The road finally did a sweeping turn and started heading into a canyon, labeled the Guadalupe Box. And it was quite the canyon in that it got deep fast. I stopped a couple of times just before the first tunnel to check it out. There are two tunnels, roughly 150 feet apart. Went through the first, checked out the canyon again and then went through the second. I never even imagined what I would see on the other side of the second. This canyon was deep, but the depths were short-lived. There was a pullout right after exiting the second tunnel and I pulled over and just stared. The Guadalupe Rio is the water running downhill through this canyon before it dumps into the Jemez back down at Hwy 4. At some point in time, who knows when, there was a massive rockfall, or all the rock blasted for the tunnels was dumped along the road into the canyon. And at some point the Guadalupe Rio had to find a way to get down all that rock. There was at least an 1/8 mile stretch where it was a series of waterfalls and cascades. It wasn't like the most picturesque, because of all the boulders, but still, it was quite the sight. Needless to say, spent a little time there, but just along the road. I would have never had time to go down into the rocks for better photos. This will be a return trip for sure, would like to travel on foot down the length of this "Box".
--------------------------------
• _DIRECTIVE 1_
Show each line of the rows below that contains the string "peak".

Data listing:
--------------------------------
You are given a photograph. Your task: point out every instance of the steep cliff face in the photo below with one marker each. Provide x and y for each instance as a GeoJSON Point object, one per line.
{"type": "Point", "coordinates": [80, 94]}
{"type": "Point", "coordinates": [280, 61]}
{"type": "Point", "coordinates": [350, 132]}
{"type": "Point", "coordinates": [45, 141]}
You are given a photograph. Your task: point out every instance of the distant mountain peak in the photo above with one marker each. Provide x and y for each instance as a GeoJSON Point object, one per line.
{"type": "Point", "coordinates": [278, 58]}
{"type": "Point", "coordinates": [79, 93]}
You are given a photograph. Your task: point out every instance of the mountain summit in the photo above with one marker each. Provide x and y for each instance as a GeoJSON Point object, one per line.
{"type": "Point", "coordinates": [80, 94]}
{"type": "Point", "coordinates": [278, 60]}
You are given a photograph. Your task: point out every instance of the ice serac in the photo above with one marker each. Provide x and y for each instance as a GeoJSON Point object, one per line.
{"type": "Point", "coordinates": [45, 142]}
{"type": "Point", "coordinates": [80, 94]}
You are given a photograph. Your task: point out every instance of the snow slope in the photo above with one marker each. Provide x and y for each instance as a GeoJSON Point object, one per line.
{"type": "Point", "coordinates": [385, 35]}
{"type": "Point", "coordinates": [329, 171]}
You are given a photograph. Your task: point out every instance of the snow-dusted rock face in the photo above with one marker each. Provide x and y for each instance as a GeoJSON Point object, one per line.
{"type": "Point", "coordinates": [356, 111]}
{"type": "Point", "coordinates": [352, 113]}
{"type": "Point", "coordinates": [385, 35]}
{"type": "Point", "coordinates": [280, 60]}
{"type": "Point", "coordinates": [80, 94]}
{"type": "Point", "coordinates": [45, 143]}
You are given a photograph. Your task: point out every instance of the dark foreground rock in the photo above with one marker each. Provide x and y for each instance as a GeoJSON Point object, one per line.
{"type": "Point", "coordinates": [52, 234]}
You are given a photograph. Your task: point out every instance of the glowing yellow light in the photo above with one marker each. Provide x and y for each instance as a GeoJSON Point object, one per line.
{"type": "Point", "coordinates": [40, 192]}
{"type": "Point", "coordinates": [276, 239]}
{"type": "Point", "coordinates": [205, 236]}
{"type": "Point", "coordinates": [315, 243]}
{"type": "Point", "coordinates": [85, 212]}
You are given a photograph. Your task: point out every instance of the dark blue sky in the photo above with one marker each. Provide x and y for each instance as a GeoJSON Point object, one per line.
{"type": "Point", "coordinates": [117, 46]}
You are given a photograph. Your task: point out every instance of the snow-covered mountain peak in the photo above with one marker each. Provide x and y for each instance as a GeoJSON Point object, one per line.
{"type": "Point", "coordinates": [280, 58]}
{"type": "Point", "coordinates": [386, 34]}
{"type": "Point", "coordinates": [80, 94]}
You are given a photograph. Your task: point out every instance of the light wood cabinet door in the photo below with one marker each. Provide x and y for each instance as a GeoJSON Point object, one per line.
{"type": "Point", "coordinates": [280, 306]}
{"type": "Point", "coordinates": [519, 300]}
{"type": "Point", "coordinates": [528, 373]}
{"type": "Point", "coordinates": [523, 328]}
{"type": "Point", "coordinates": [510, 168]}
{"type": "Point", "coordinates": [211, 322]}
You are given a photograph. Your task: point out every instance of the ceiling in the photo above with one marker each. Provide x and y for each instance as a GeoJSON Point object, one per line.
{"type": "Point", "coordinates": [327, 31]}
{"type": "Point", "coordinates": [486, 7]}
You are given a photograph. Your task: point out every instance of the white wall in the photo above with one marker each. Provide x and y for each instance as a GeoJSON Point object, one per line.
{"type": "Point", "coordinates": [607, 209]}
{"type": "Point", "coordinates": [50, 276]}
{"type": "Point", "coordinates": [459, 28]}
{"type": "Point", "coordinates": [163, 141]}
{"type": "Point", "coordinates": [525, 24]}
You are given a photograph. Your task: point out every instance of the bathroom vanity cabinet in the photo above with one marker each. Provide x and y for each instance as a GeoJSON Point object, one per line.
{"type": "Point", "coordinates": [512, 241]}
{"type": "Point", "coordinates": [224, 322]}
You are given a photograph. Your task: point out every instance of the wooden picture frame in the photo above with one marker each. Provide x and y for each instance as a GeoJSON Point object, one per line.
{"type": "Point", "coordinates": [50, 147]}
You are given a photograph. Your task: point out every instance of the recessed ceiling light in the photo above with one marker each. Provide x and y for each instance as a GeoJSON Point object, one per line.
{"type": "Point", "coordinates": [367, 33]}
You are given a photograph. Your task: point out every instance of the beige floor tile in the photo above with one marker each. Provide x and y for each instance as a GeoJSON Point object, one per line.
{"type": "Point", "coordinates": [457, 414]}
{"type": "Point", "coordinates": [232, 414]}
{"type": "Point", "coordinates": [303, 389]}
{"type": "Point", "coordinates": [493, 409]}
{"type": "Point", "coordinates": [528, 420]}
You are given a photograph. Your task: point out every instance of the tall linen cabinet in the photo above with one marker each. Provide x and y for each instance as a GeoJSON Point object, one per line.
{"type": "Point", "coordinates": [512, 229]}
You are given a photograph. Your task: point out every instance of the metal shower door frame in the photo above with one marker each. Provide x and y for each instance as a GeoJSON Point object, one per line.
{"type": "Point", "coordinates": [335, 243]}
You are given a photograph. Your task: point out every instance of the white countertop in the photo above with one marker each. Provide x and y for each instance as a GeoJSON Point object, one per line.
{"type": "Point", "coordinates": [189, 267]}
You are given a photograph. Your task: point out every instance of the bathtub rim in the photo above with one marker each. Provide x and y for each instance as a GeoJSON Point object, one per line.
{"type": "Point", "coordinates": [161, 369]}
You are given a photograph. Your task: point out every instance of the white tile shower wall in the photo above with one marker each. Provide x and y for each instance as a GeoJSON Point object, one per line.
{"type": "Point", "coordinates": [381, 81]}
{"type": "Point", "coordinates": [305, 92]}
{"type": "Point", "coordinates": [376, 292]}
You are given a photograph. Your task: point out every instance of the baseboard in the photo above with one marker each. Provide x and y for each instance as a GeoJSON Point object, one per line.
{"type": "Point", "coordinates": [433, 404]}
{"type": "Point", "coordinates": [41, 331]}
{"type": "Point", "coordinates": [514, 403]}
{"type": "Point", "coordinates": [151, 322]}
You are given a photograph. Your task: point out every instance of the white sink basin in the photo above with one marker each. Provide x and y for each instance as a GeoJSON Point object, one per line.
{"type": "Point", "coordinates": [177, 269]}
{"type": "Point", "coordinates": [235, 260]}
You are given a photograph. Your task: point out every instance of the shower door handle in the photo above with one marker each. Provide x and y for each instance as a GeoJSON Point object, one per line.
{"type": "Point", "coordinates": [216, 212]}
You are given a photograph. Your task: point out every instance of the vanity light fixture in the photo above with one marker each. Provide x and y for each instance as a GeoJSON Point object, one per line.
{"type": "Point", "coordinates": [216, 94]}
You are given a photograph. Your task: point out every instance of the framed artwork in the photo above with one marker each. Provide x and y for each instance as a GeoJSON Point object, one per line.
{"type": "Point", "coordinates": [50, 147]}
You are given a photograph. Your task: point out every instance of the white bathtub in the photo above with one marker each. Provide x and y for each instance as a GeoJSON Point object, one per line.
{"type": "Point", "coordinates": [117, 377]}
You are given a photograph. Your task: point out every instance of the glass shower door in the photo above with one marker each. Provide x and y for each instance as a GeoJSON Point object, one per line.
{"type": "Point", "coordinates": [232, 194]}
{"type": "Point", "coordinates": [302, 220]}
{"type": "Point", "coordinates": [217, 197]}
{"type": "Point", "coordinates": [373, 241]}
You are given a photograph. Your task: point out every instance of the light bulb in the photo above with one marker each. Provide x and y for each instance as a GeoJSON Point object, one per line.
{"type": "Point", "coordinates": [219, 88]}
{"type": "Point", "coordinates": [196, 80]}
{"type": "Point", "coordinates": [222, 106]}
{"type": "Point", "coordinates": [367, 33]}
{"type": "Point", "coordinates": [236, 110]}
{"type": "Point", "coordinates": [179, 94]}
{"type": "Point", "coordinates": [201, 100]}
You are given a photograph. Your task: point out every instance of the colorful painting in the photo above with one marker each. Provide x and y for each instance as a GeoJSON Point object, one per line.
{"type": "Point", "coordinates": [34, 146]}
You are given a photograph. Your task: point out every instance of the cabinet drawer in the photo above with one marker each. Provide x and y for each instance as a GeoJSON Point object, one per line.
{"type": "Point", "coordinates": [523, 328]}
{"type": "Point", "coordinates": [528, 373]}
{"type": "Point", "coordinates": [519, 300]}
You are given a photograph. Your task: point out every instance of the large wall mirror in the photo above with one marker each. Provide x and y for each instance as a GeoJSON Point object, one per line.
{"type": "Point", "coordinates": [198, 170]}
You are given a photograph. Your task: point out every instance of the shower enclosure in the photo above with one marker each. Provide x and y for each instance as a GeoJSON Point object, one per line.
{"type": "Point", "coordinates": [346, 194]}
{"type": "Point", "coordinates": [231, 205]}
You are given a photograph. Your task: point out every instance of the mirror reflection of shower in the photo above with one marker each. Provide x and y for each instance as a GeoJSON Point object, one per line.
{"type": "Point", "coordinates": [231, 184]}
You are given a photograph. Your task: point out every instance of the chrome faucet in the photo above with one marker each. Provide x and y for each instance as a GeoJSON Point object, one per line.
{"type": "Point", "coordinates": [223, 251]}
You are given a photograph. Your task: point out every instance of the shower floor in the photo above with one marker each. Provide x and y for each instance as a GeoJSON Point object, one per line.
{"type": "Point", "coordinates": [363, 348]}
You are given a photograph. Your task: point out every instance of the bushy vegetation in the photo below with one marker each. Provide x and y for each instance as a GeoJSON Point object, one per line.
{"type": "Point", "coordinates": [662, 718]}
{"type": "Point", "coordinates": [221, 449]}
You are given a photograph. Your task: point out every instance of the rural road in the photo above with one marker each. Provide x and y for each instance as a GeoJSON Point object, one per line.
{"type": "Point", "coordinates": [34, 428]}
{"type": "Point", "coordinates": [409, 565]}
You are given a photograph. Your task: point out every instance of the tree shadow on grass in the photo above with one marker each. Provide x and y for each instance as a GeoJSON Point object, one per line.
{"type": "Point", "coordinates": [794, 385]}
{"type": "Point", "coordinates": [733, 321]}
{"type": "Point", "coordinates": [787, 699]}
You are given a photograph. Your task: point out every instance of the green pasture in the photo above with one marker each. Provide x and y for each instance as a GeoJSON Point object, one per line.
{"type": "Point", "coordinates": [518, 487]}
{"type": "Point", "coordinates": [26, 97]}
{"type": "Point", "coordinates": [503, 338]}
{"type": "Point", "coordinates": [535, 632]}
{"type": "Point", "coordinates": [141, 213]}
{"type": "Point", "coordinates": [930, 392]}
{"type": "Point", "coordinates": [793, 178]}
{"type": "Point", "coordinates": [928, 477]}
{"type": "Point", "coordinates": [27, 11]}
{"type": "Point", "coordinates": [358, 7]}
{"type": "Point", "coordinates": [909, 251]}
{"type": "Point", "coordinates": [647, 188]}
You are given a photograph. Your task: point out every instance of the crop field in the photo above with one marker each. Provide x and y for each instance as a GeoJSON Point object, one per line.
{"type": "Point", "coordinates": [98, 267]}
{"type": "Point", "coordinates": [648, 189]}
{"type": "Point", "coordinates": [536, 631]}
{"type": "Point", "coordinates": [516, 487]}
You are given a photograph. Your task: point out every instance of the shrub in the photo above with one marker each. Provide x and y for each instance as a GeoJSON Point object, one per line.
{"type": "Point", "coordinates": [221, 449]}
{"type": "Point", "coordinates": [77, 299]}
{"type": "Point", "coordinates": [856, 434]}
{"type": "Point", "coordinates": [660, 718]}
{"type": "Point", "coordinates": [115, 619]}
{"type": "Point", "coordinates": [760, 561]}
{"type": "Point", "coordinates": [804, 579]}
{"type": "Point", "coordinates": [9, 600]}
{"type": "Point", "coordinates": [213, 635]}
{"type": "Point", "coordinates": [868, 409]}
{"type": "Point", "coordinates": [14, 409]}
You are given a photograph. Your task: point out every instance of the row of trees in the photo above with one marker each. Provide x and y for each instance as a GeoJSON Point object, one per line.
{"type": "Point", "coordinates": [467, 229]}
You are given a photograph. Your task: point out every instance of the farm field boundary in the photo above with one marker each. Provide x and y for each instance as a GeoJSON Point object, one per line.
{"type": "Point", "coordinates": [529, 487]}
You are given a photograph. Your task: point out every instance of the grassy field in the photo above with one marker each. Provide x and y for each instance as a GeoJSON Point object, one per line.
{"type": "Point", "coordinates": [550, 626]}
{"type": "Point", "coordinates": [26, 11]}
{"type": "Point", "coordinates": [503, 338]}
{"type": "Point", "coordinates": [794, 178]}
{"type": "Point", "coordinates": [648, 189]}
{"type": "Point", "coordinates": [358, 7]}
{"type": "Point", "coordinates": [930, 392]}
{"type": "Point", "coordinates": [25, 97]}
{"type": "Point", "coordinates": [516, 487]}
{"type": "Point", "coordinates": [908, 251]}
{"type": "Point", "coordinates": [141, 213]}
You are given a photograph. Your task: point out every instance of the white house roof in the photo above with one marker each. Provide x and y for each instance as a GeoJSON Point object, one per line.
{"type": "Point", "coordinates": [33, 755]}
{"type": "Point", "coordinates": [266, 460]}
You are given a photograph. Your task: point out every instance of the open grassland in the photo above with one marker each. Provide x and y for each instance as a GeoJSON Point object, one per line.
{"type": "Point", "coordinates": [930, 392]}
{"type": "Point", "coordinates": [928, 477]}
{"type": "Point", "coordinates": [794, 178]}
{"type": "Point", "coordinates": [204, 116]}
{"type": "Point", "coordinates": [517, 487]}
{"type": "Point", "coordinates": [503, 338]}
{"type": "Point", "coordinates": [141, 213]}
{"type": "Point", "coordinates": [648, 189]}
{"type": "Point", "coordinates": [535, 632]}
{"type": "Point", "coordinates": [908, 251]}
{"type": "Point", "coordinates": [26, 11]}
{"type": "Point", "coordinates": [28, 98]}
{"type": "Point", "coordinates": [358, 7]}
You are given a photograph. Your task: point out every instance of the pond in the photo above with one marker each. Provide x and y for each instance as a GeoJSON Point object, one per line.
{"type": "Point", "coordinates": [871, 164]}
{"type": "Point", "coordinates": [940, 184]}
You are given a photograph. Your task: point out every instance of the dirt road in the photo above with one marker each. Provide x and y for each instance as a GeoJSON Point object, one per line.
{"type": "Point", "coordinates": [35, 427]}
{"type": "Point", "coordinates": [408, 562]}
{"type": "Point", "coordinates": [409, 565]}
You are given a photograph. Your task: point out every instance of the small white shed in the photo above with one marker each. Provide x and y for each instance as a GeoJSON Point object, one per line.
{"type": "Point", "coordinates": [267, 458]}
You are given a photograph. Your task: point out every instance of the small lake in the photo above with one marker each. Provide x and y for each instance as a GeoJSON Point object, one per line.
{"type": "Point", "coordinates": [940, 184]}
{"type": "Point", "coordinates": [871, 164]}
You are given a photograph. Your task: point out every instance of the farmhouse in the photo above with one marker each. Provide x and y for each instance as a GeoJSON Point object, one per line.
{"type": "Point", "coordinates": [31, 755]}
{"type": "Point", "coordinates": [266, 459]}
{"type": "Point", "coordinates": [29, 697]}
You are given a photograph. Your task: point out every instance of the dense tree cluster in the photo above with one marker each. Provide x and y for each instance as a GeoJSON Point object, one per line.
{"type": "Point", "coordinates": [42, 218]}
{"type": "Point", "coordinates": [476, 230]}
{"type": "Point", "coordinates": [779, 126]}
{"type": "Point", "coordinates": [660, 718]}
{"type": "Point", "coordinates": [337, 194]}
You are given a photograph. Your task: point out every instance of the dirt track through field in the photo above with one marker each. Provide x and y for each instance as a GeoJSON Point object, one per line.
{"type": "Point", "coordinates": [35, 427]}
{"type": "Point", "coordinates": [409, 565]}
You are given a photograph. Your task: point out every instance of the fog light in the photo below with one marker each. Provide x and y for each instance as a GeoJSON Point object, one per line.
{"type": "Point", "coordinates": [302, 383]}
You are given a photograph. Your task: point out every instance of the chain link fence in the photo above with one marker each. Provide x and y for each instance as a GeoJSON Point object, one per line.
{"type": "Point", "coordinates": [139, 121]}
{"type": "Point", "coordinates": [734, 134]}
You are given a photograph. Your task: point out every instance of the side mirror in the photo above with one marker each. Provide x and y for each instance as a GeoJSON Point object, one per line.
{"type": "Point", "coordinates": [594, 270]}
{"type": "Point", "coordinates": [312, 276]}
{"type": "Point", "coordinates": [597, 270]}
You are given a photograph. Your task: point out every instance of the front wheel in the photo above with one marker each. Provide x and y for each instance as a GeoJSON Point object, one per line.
--------------------------------
• _DIRECTIVE 2_
Answer these questions from the canyon account above.
(a) How many tunnels does the road pass through, and roughly how far apart are they?
(b) Into which river does the Guadalupe Rio dump, and where?
(c) How long was the stretch of waterfalls and cascades?

• _WRITTEN REPLY 1_
You are given a photograph. Your task: point out every instance of the distant mountain peak in the photo above with one marker each. Provide x and y for each instance as a GeoJSON Point object, one per line.
You are given a photograph. Your task: point out every instance of the snow-covered mountain peak in the photo above with one marker each. Provide x and y for each instance as a GeoJSON Point object, one per line.

• _WRITTEN REPLY 2_
(a) Two tunnels, roughly 150 feet apart.
(b) The Jemez, back down at Hwy 4.
(c) At least an 1/8 mile.